__Текст страницы__.

┌────────

В первые недели нашего пребывания в Лондоне, кроме нас, других эмигрантов из России почти не было. Потом они стали прибывать, иногда большими группами. Первую такую группу составили вдовствующая императрица Мария Федоровна, ее дочь и внуки. К старой императрице не могла отнестись безучастно британская королевская семья: она доводилась теткой королю Георгу, была сестрой его матери, королевы Александры. Императрица Мария Федоровна и некоторые члены моей семьи оставались сколько могли на юге России, пока наконец их не забрал и не доставил в Англию британский военный корабль. Крым в то время опасался нового вторжения большевиков, и хотя моих родственников охранял отряд офицеров–добровольцев, оставаться им в стране было небезопасно. Вопреки всему, что им довелось испытать, уезжали они неохотно. Забрать сколько можно гражданского населения в Ялту на всех паpax шли пароходы и грузовые суда. Только убедившись в том, что никто из ее окружения не остался на берегу, императрица позволила капитану своего корабля поднять якорь.

└────────

__Условия задания__.
Ответьте на вопросы по тексту страницы.
1. Кто составил первую большую группу эмигрантов из России, прибывшую в Лондон?
2. Кем императрица Мария Федоровна приходилась королю Георгу?
3. В чем императрица хотела убедиться, прежде чем позволить капитану поднять якорь?

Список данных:

┌────────

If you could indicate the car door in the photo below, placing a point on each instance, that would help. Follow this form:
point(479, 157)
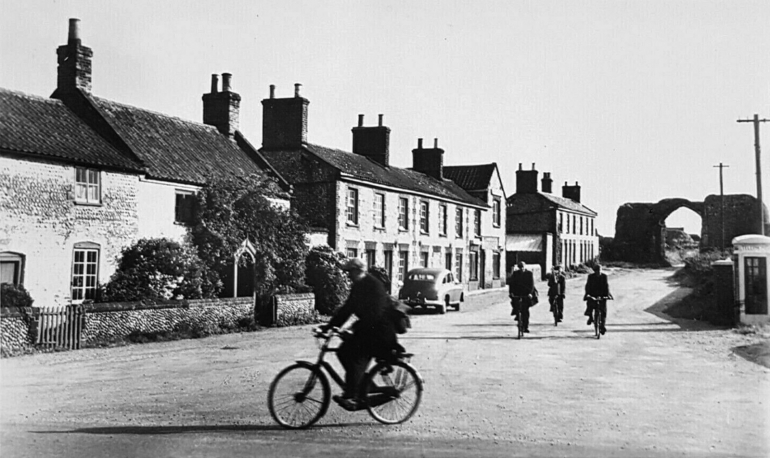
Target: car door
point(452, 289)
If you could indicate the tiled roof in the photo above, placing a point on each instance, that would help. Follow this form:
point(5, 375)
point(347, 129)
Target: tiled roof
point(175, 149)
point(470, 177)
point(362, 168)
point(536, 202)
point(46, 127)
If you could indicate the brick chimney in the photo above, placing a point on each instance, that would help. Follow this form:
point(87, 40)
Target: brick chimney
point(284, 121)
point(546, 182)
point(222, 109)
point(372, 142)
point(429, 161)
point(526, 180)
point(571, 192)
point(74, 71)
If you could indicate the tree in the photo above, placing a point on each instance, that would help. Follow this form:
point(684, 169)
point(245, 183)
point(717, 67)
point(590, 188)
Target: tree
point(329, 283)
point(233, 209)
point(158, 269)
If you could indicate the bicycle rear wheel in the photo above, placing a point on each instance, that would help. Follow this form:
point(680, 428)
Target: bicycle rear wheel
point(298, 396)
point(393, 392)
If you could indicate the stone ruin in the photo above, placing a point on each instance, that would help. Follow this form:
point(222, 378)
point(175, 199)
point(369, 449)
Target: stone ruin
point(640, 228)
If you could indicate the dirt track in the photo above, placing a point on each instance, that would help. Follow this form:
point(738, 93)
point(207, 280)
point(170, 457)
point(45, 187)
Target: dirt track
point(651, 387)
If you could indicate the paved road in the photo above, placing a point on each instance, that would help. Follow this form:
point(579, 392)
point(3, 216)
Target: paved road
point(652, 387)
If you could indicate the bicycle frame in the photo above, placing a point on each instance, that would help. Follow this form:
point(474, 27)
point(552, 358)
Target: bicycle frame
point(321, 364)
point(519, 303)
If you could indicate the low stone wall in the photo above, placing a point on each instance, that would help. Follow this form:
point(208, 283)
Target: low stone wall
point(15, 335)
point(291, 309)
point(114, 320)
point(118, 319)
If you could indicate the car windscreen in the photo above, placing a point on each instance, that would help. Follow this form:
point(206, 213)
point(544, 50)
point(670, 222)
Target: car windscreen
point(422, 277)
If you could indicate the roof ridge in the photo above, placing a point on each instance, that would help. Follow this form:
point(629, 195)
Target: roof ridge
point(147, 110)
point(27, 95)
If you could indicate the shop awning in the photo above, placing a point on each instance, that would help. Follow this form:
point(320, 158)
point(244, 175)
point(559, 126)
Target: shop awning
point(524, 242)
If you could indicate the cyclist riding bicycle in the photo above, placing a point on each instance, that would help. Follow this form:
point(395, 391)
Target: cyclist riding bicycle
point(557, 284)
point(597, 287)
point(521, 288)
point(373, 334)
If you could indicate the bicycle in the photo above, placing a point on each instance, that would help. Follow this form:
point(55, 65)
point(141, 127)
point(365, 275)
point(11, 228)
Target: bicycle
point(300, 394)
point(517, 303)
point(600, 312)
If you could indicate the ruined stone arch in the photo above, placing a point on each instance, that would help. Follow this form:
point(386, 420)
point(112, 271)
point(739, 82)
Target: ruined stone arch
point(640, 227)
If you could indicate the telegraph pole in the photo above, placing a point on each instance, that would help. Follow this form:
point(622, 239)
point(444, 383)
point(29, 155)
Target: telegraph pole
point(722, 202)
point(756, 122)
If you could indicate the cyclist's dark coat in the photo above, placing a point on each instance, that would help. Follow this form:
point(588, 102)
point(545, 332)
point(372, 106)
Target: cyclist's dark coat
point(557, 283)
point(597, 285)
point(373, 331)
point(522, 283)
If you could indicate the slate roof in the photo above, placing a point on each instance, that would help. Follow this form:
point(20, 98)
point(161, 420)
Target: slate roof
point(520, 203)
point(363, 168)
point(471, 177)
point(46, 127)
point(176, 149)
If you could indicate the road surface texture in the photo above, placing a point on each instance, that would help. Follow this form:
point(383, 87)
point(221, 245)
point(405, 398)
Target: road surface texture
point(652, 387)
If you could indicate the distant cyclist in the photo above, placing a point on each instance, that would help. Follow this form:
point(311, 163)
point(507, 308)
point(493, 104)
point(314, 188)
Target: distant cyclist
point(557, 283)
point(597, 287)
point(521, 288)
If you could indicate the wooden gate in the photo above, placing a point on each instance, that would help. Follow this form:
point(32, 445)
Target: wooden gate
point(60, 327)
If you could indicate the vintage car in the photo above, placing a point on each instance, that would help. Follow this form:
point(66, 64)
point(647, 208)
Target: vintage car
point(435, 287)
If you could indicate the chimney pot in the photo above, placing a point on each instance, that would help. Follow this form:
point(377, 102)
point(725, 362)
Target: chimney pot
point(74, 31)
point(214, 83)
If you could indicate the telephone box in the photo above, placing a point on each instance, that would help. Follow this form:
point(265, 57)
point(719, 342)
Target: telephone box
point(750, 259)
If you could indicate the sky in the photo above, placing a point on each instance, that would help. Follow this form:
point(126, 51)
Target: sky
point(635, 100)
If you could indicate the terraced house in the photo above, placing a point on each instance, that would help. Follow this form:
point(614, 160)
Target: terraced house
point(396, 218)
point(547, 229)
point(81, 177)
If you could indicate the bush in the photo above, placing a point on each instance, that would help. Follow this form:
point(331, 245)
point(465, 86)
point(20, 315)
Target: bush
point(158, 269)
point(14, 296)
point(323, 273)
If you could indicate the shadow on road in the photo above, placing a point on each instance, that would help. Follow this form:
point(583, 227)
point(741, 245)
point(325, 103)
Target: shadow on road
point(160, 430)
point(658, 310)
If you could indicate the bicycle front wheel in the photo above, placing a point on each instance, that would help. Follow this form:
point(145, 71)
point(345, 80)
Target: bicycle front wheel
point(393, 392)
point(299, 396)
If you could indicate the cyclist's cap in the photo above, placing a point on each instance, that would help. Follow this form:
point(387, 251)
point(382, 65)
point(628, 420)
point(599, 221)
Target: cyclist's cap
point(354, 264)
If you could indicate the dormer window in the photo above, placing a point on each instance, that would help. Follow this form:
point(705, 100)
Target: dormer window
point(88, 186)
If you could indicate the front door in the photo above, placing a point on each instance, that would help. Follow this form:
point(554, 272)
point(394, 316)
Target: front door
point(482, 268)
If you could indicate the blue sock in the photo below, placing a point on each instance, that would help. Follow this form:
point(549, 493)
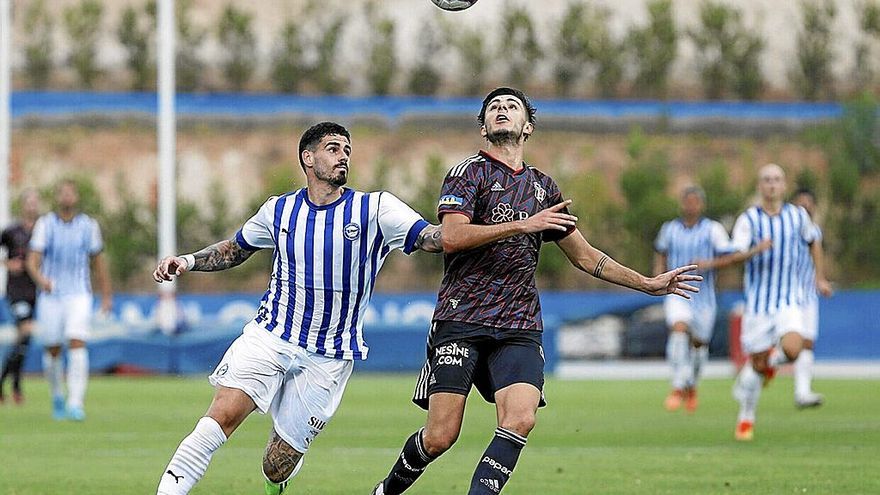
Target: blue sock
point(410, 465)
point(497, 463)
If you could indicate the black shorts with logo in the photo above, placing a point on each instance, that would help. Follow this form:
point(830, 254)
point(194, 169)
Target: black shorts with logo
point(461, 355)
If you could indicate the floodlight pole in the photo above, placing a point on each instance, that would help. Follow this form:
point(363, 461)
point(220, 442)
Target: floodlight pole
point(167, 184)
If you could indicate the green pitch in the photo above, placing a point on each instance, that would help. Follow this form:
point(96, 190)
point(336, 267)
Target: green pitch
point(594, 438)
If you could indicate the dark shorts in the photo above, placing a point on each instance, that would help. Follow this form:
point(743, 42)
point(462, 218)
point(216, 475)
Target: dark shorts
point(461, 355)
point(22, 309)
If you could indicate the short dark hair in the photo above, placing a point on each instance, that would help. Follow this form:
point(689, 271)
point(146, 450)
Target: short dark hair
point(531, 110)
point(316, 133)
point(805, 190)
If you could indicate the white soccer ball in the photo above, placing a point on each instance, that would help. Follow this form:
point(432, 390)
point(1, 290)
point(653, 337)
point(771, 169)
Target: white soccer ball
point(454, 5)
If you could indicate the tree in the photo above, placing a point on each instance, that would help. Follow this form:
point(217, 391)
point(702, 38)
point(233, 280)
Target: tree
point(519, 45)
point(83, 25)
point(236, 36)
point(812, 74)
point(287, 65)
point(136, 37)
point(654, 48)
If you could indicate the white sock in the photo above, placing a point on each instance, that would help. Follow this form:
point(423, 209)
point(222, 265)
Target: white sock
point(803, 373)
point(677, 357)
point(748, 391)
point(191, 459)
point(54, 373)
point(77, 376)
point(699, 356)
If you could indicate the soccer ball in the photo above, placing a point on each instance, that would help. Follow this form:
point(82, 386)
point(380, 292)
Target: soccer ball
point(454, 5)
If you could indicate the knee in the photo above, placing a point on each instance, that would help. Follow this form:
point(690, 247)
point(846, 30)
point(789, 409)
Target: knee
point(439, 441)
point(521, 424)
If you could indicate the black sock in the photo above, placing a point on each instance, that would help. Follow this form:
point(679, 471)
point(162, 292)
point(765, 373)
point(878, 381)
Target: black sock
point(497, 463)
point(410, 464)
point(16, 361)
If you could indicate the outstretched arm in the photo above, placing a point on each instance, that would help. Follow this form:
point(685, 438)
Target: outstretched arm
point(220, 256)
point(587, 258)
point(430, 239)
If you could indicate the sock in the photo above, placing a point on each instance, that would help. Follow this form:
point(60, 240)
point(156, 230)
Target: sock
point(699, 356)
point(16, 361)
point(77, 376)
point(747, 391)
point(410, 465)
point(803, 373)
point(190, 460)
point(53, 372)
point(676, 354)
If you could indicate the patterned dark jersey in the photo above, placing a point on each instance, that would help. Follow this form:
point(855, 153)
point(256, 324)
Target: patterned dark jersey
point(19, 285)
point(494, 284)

└────────

__Письменный ответ__.
1. Вдовствующая императрица Мария Федоровна, ее дочь и внуки.
2. Теткой: она была сестрой его матери, королевы Александры.
3. В том, что никто из ее окружения не остался на берегу.